任务要求:
请将下面的全部记录改写成两列的 CSV，列名为“提示”和“目标”，每条记录占一行。“提示”列填记录的文字，“目标”列填它对应的全部答案，每个字段都放在一对英文双引号内，字段里的换行一律换成空格。

所给记录:

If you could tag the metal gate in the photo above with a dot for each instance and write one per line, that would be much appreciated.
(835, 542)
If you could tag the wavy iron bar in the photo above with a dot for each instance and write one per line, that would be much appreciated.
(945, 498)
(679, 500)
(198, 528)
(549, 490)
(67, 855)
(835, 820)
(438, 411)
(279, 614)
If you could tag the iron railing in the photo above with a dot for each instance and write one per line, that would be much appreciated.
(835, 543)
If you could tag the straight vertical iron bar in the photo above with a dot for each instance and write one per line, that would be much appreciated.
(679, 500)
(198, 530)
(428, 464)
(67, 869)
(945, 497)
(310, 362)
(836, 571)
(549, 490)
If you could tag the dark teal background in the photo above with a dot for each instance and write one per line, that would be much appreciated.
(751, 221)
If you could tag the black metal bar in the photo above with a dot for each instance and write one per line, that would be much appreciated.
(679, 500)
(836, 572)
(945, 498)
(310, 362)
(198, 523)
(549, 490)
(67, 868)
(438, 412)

参考答案:
提示,目标
"If you could tag the metal gate in the photo above with a dot for each instance and write one per line, that would be much appreciated.","(835, 542)"
"If you could tag the wavy iron bar in the photo above with a dot for each instance and write one per line, that would be much appreciated.","(945, 498) (679, 500) (198, 528) (549, 490) (67, 855) (835, 820) (438, 411) (279, 614)"
"If you could tag the iron railing in the photo above with a dot for each instance and write one per line, that would be much appreciated.","(835, 543)"
"If you could tag the straight vertical iron bar in the photo above with a dot for each instance and write one per line, that would be much appreciated.","(679, 500) (198, 530) (428, 464) (67, 869) (945, 497) (310, 362) (836, 571) (549, 490)"
"If you could tag the dark teal background in the photo above with a dot for each instance and write one per line, that would be much appreciated.","(751, 221)"
"If you could tag the black metal bar in the photo above with a dot for each instance and write one per line, that would be much appreciated.","(679, 500) (836, 572) (945, 498) (310, 362) (198, 523) (549, 490) (67, 868) (438, 412)"